### Passage for review

*** Begin section ***

If you’re a cat owner, you know that giving your cat oral medicines is one of the most challenging things you’ll ever have to do. You and your cat may experience severe emotional distress during the process. Cats are tough, yet even they may fall ill or catch parasites and need medication to recover. Here are five tricks that help give your cat medicine without inflicting any permanent damage to your relationship.
Top Tricks Help Give Your Cat Medicine
Cats are notoriously difficult to medicate. But unless you’ve messed up many tablets in a row without getting anywhere, you have no idea what it’s like. When they decide, they don’t want to do something, cats can be adamant about it. You can’t fool most of them. So, you must act smart. Here are a few sneaky tricks to get your cat to swallow their pills.
1. Mix it in with some kitten pate
You probably give your cat can pate. But if you’re giving them kibble and want to be sure they get their medication, try mixing in a little amount of kitten pate (just enough to cover a few licks) with the kibble. For those of you with adult cats reading this, we at Cats at Home Pet Sitting highly recommend picking up some kitten pate and using it as a delicious snack to disguise the medicine’s flavor. My adult cats still go nuts over the kitten pate I bought when they were kittens. Getting a cat to take medicine mixed in with cat food is more challenging if the cat isn’t very fond of the cat food. But kitten pates are usually enticing, so the barrier is removed.
2. Pill pockets help cats take their meds
We are referring to those delectable kibble-like goods you can open, slip a pill inside, seal, and then deliver to your pet. If you have many pills to take and would like to have them swallowed without any additional effort on your part, a pill pocket is a way to go. There is nothing more practical than this for cats that need to take medicine daily.
3. Disguise it as wet food
To give medicine to a cat, you may disguise it as wet food. Again, only put a little bit with the medicine to ensure it is quickly swallowed. If your cat prefers wet food but refuses to eat it because of the medication, you might try switching brands or switching to a wet food with a stronger aroma and flavor, such as salmon, in the hopes that your cat would eat it. Make sure you keep your cat safe and warm while on the meds.

*** End section ***

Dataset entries
*** Begin section ***

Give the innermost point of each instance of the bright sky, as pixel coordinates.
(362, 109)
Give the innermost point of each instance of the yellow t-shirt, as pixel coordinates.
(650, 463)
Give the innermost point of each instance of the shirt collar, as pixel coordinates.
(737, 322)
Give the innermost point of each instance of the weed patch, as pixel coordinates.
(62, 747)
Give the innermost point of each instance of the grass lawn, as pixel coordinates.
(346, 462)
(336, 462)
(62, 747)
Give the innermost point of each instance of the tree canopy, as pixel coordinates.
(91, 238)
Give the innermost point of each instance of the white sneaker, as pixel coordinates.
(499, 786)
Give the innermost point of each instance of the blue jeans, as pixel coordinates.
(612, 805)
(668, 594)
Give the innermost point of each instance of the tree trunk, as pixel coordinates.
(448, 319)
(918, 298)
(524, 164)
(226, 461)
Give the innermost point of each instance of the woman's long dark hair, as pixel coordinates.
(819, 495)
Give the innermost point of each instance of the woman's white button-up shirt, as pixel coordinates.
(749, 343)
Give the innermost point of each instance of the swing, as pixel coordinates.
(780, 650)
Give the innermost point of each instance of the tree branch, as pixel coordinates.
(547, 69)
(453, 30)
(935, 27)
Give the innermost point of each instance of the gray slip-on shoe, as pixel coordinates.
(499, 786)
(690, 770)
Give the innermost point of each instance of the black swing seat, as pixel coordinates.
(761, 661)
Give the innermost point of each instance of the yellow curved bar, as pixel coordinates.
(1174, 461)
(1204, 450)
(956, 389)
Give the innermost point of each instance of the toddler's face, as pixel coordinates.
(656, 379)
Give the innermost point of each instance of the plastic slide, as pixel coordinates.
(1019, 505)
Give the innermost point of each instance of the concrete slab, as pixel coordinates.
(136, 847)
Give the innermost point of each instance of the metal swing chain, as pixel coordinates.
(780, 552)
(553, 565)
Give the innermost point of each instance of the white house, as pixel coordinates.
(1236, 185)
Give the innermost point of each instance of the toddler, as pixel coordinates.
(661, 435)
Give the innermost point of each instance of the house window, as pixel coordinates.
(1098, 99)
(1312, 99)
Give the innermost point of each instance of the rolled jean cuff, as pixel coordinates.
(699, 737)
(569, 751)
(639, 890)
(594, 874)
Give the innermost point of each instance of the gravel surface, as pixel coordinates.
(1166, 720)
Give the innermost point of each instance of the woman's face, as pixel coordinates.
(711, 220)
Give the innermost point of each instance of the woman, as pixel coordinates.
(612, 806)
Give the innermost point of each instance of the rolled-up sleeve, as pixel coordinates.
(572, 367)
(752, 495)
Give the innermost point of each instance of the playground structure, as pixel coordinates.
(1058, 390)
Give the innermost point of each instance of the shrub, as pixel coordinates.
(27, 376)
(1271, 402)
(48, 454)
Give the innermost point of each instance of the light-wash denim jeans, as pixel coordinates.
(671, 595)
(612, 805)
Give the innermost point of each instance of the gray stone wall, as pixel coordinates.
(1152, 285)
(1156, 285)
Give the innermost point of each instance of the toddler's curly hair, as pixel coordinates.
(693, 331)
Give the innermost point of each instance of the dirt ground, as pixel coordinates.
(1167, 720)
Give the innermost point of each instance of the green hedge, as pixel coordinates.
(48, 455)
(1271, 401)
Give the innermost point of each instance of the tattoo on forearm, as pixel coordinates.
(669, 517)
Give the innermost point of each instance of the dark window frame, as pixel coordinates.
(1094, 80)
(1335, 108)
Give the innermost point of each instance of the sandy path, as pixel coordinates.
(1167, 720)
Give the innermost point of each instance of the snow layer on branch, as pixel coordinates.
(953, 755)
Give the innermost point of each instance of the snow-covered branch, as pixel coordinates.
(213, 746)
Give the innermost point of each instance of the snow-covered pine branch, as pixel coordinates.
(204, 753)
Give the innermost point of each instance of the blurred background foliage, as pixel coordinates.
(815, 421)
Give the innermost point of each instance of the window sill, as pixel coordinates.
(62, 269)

*** End section ***

### Exercises
**A)** Answer these questions from the cat medication article, one answer per line, marked the same way:
(i) Which pet-sitting business recommends kitten pate to owners of adult cats?
(ii) What flavor is given as an example of a wet food with a stronger aroma and flavor?
(iii) Pill pockets are described as the most practical option for cats that need medicine how often?
**B)** List every numbered trick that appears as a heading in the cat medication article.
The rows are not required for any of the work here.

### Answers below
**A)**
(i) Cats at Home Pet Sitting
(ii) Salmon
(iii) Daily

**B)**
1. Mix it in with some kitten pate
2. Pill pockets help cats take their meds
3. Disguise it as wet food